--- start of STORED ROWS ---

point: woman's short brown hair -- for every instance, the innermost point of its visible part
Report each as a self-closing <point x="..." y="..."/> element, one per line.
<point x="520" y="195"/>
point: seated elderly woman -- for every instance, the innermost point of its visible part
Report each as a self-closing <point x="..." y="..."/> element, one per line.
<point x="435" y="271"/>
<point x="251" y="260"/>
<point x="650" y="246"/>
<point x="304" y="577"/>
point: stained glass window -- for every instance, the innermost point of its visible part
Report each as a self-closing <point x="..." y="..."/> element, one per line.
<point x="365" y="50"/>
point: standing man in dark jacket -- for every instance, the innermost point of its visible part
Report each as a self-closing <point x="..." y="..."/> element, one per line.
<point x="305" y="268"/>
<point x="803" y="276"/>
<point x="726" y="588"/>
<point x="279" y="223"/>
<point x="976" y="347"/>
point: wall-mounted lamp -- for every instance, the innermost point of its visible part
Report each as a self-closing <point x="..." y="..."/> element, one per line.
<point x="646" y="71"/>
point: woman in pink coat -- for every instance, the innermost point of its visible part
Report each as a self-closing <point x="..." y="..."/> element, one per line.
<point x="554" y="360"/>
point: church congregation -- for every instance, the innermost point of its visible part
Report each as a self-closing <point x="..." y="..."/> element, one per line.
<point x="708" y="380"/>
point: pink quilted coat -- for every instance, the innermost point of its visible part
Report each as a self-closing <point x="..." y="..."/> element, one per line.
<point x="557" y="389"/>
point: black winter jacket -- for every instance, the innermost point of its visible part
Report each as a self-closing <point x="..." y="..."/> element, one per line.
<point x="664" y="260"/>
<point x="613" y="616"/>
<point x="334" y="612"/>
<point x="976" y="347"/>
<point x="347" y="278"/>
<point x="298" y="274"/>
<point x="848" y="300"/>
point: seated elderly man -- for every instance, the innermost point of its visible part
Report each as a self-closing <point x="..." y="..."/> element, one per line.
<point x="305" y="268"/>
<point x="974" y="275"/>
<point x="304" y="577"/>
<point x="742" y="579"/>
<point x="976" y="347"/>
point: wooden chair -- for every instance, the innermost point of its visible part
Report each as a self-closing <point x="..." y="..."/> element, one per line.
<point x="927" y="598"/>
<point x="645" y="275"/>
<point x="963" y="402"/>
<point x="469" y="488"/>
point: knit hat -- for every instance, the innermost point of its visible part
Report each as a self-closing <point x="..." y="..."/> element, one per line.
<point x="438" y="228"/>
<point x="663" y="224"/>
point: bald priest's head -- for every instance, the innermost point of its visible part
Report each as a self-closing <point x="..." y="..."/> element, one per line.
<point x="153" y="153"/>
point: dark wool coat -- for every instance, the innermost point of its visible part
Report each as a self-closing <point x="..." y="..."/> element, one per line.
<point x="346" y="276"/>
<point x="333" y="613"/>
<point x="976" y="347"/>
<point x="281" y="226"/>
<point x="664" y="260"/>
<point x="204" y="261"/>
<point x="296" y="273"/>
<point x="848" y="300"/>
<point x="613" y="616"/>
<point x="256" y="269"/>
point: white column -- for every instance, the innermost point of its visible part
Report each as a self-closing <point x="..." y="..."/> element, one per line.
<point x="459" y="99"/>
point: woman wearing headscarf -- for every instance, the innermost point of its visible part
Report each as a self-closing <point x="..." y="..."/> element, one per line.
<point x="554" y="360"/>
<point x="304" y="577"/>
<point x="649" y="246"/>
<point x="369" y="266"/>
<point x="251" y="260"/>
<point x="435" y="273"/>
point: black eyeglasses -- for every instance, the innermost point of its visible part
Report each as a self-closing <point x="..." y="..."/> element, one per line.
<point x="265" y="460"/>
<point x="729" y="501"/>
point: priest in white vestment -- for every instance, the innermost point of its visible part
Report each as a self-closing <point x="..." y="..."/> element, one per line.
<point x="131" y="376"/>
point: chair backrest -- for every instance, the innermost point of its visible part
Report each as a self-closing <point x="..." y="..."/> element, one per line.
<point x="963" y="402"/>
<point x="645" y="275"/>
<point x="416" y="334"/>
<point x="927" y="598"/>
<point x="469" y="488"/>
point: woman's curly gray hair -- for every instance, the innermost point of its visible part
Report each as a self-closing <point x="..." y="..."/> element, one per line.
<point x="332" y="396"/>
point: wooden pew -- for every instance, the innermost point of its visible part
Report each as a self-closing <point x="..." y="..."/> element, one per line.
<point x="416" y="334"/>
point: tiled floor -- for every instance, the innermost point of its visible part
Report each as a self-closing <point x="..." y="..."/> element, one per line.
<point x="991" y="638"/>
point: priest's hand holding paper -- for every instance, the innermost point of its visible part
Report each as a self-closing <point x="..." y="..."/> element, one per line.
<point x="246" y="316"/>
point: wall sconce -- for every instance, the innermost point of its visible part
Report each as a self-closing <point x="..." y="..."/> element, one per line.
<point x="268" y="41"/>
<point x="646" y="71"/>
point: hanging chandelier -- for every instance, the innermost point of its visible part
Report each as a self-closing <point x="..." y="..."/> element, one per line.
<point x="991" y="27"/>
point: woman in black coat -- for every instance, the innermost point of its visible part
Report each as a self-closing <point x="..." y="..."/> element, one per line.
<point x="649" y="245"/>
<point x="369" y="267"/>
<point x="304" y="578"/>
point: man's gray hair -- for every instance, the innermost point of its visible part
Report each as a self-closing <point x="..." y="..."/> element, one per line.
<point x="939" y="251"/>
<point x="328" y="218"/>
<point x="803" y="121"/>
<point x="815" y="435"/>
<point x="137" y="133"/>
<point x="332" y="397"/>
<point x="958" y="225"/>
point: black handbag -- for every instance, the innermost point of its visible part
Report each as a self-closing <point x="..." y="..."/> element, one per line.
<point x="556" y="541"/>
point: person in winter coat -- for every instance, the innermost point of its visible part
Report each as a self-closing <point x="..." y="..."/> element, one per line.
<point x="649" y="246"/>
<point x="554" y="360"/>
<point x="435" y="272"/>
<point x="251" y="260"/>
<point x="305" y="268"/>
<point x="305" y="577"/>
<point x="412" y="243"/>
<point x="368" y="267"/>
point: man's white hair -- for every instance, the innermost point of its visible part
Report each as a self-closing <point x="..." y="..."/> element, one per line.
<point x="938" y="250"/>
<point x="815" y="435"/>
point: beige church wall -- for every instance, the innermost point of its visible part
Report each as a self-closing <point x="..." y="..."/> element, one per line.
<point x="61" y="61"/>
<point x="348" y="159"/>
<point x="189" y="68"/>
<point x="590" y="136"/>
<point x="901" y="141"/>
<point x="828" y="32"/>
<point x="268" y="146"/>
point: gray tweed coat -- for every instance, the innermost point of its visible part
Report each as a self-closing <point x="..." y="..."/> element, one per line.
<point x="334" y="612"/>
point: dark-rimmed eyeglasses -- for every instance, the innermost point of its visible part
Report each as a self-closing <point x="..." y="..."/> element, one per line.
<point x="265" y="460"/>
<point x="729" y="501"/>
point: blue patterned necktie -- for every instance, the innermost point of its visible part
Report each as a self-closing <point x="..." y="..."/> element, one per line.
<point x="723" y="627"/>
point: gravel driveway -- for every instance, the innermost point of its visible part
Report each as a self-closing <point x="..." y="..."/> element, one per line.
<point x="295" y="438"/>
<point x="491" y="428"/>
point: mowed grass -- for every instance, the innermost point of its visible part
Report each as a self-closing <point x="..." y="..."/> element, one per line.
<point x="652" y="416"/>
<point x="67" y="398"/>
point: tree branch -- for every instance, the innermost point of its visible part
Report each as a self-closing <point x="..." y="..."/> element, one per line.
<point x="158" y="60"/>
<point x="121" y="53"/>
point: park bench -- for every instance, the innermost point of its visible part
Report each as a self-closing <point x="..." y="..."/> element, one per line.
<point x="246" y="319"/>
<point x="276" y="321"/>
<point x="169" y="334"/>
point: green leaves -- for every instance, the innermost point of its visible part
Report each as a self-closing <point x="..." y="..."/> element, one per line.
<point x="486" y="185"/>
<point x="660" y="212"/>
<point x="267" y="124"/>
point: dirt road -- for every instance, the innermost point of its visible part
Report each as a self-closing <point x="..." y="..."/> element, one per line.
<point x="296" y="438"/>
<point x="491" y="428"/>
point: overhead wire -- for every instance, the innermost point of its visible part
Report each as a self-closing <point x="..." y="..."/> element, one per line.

--- end of STORED ROWS ---

-- REQUIREMENTS --
Set down, exactly and in full, the lines from the one containing "point: park bench" through the end of the entries; no other line belongs.

-- FINISHED ANSWER --
point: park bench -- for every instance, the innermost point of its visible part
Report each as a self-closing <point x="..." y="..."/> element, one per line.
<point x="246" y="319"/>
<point x="276" y="321"/>
<point x="169" y="334"/>
point: green leaves -- for every instance, the innermost point of its visible part
Report each as a self-closing <point x="..." y="..."/> element, one per line.
<point x="486" y="185"/>
<point x="660" y="212"/>
<point x="267" y="124"/>
point: dirt road -- for every instance, the innermost point of its visible part
Report each as a self-closing <point x="..." y="..."/> element, one per line.
<point x="296" y="438"/>
<point x="491" y="428"/>
point: overhead wire -- for every instance, the innermost point of its visible part
Report each as a self-closing <point x="..." y="..."/> element, one per line.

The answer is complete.